Problem to solve: Turn each line of the material below into a string in a JSON list, one per line, with blank lines dropped and the pictures left out.

Data rows:
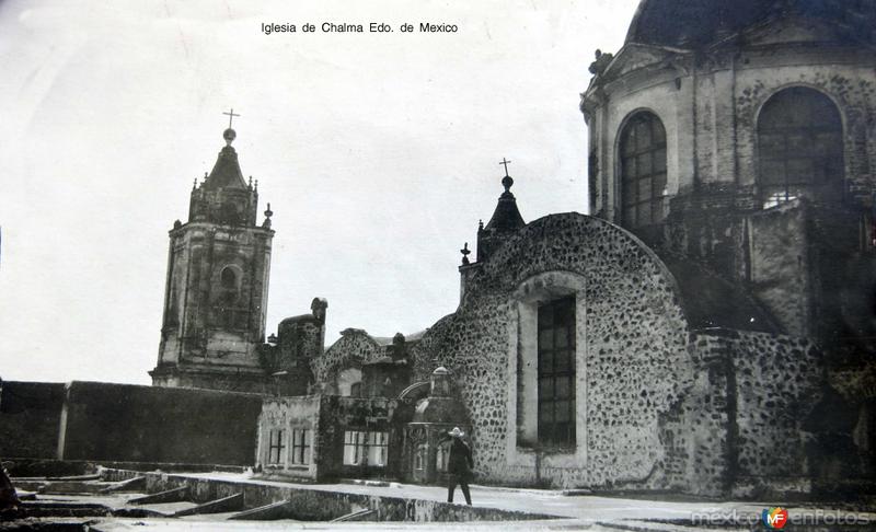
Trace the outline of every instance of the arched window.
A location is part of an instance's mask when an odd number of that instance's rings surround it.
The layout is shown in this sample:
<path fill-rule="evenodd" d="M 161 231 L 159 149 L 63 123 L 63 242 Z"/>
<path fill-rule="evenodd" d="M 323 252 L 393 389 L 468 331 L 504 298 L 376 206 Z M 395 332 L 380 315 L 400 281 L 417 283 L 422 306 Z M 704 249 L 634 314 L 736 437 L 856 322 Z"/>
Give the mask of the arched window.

Final result:
[
  "Trace the outline of every instance of the arched window.",
  "A location is part of an instance's mask when an odd number of that instance's rings surround it.",
  "The layout is shown in this sample:",
  "<path fill-rule=\"evenodd\" d=\"M 161 231 L 159 149 L 63 123 L 63 242 Z\"/>",
  "<path fill-rule=\"evenodd\" d=\"M 323 252 L 393 389 L 468 331 L 504 298 L 376 206 Z M 395 332 L 380 315 L 400 281 L 417 283 L 422 306 Z M 704 249 L 634 314 L 736 437 L 856 322 Z\"/>",
  "Give the mask of the arched window."
]